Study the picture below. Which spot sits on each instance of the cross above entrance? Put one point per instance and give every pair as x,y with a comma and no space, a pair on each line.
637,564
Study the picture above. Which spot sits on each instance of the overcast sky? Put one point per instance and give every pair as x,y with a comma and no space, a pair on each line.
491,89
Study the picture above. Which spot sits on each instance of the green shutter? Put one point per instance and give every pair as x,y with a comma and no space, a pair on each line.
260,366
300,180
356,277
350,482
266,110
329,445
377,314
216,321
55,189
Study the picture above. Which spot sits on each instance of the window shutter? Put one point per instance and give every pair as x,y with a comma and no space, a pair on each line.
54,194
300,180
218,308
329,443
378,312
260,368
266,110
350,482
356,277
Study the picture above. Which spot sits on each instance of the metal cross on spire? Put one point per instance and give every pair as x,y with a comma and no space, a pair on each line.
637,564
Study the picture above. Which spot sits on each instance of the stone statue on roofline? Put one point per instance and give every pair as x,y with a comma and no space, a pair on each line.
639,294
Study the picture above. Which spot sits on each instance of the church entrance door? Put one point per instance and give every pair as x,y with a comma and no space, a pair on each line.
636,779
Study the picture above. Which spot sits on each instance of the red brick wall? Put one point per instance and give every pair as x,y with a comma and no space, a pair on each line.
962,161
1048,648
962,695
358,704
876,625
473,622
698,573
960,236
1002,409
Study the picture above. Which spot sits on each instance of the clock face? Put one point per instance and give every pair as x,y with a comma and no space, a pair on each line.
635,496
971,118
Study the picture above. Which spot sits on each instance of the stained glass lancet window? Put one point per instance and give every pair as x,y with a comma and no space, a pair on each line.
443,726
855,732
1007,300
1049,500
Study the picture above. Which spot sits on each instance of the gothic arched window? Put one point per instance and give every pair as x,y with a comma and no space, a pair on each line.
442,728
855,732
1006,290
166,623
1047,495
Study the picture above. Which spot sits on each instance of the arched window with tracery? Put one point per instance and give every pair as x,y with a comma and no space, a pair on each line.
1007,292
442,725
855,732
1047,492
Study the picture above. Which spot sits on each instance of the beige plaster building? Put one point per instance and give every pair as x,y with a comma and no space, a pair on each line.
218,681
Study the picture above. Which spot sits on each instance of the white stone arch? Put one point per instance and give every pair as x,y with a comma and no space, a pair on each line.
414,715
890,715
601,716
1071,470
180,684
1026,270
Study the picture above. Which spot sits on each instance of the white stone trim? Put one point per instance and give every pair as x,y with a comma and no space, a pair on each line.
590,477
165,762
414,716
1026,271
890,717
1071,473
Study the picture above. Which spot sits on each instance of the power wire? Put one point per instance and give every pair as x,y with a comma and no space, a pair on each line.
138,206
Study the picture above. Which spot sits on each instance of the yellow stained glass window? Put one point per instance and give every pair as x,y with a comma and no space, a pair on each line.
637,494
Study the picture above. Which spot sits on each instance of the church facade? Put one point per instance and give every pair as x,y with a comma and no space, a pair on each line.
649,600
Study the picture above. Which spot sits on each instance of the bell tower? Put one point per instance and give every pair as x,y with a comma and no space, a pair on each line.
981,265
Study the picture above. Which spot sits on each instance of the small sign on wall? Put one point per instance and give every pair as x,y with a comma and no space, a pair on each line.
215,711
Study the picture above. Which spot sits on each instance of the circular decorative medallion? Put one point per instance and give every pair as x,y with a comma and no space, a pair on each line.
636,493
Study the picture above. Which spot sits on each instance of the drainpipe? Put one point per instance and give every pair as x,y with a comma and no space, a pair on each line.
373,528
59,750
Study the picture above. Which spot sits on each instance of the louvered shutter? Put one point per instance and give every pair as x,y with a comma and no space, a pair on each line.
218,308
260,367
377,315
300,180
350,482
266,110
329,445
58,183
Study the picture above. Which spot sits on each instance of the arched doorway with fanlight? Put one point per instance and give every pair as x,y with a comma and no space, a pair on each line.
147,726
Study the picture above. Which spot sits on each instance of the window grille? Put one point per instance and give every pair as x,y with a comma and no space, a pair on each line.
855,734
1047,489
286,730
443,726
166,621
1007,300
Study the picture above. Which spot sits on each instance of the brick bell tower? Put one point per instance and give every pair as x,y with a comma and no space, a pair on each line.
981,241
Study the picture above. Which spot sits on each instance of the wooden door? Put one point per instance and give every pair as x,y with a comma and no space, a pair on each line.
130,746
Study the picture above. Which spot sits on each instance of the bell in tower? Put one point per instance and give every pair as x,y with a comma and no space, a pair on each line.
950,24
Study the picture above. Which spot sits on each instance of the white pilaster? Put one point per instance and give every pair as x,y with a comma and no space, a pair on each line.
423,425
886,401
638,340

------------------------------------------------

• _How to complete this task_
Nothing in the records may change; output all of them exactly.

• _Result for this task_
Study the picture below. Which spot sits on each instance of the cross above entrance? Put one point per instance and give every pair as x,y with a comma and no space, a pair on each line.
637,564
Study the picture above. Which spot sits on each instance of the overcast sky? Put one point per instance and give every pair as x,y with a comma and no space, a pair on each line.
491,89
Study the picture above. Which spot sits on each instance of the green shutter? Put one point per instance and give every pair as x,y with a comma and no space, a pair on each line.
260,366
300,180
356,277
350,482
266,110
329,445
377,314
216,321
55,189
Study the picture above. Which spot sits on each instance of the window shutter? Put one point per instance and give every pair as x,y with a comma and no space, a pair on each line.
54,194
300,180
218,308
329,443
378,312
260,368
266,110
350,482
356,277
Study the picture above. Which spot sits on each instance of the metal cross on spire? Put one point per instance and give every pair as x,y with a comma and no space, a pair on each line.
637,564
Study the picture above. Which spot sits on each instance of the stone statue on roofline? Put one point per instance and give every pair as x,y with a comma and no space, a pair on each line.
639,294
Study the picture above. Which spot sits on each instance of the church entrance door? Put one point per instance and give every pair as x,y with a comma and no space, a pair on each line.
636,779
Study the picture above. Which spot sits on each instance of the red brick wall? Put one point per instance and give every pair as x,y with a comma and no space, a pair on each line.
962,161
1048,648
962,695
358,704
876,625
473,622
698,573
960,236
1002,409
Study the picture above. Which spot sits on each instance of the clock face? Put one point per instance and give every pair as x,y with a comma and no space, a pair on each line.
635,496
971,118
Study the picture above. Which spot sits on each instance of the stained glass lancet window? Put one point per instance and give every pair as x,y with a comma and no space, a pair on each line.
443,726
855,732
1007,300
1049,500
Study the picture above. Which spot sits on each instance of the gothic arched window? Put one point per instance and give every pair as x,y with a comma and no space, a pair on each line.
442,728
855,732
1006,290
166,623
1047,495
Study the picture above. Which spot sits on each instance of the arched window with tracery? Put one point per instance and give every pair as x,y with a comma and no space, a pair on each line.
1007,292
442,725
855,732
1047,492
Study the picture above. Which spot sits on each instance of the beige plaster building? Put one point per instance and give every pair as x,y with a comma and no space, a pair on each line.
218,681
Study the picture above. Which spot sits on each instance of the white stone arch? Put one point per instance and give every pair as x,y with a comma and no space, a pair on each line.
414,715
890,715
601,716
1071,470
180,684
1026,270
Study the picture above. Which spot sits on each instance of the white stone trim? Put one point per instance and give every pair as x,y with a comma and no space, a pair on each line.
590,477
165,762
414,716
1026,271
890,717
1071,473
Study the picture above. Which spot sits on each instance of the power wire? Put one point per instance and give every pair as x,y with a comma and no space, a pair on each line.
138,206
Study the picture above. Which spot sits on each instance of the yellow stained glass window? Put one point per instance and give every pair as x,y with a comma and no space, a pair on each line.
637,494
Study the picture above. Which spot sits on each instance of the church facade? Put one point per instance and give every pair as x,y with a comma and no space, a pair on each line.
649,600
Study the picture above. Which spot sits on each instance of the bell tower? Put one point per instance and give every pair as x,y with a comma and no space, a pair on each line.
981,265
Study the picture above. Which spot sits on each instance of the small sign on wall? Put one point per instance and give every pair as x,y with a comma and no space, a pair on each line.
215,711
Study the picture above. Which spot sits on each instance of the circular decorative medallion? Put one point per instance and give every pair as x,y with a comma and no space, a pair on each line.
636,493
Study the picture above. Which spot sits on each instance of the drainpipe? Put one point per instance and give every pair as x,y with a comma and no space, a pair on each line.
373,528
59,750
Study the picture above. Which spot sits on each instance of the louvered shutter? Put one point per instance and give every pair as x,y with a comma and no space, a pair on each line.
218,308
260,367
377,315
300,180
350,482
266,110
329,445
58,183
Study the picture above. Which spot sits on each instance of the arched doorway with fanlight? Put one point per instance and give every pair as x,y with a comma and no space, a pair on each line.
147,726
Study the picture above. Which spot sits on each instance of the window grille? Put one point per instance and give every pair as x,y with a comma and no space, a pair on each line.
855,734
1047,489
286,730
443,726
166,621
1007,300
Study the picture above. Which spot sits on each instance of the brick bell tower? Put one point per instance and give every pair as x,y with a comma and no space, a pair on each line.
981,241
Study the picture above. Which spot sits on each instance of the wooden door? Put one point per instance and give every pair as x,y with a comma and no space, a pair on each line.
130,746
Study the picture above. Which spot sits on each instance of the bell in tower? Put one point per instance and give every pair as x,y with a comma and no space, a pair on each line.
950,24
Study the picture above. Which spot sits on each instance of the white pilaster? Put one point per instance and give every pair as x,y with a comma and no space, a pair on each line.
423,425
886,401
638,340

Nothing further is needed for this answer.